» **To do**:
In the stem cell text, what name did Shinya Yamanaka give to the reprogrammed cells?

» **Text**:

· · · · · · ·

Researchers are close to making safer stem cells. Credit: K. Woltjen et al.

For the first time, specialized human cells have been transformed into a state similar to that seen in embryonic stem cells, without using viruses. The advance edges stem-cell biologists closer to clearing a barrier to using reprogrammed cells for therapies and drug screening.

"The field has been waiting for these papers," says Marie Csete, chief scientific officer at the California Institute for Regenerative Medicine in San Francisco.

Embryonic stem cells are pluripotent — capable of generating all the body's specialized cell types — and creating tailor-made cell lines might allow scientists to better study human diseases and test possible treatments. That looked difficult until 2006, when Shinya Yamanaka and his colleagues at Kyoto University in Japan reported that they had reprogrammed mouse skin cells into an embryonic-like state by infecting them with a virus containing four genetic factors. Yamanaka called the reprogrammed cells induced pluripotent stem (iPS) cells.

· · · · · · ·

» **Data provided**:

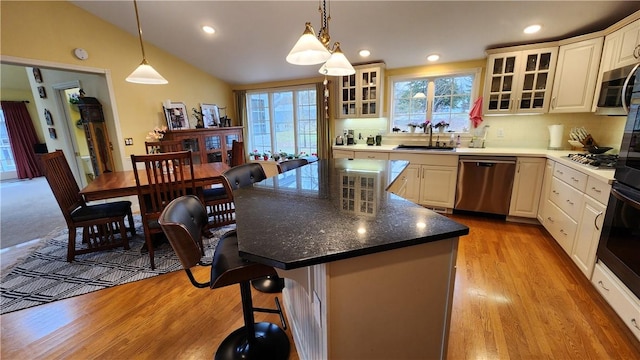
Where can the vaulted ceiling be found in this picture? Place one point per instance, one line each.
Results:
(252, 38)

· · · · · · ·

» **Exercise result**:
Induced pluripotent stem (iPS) cells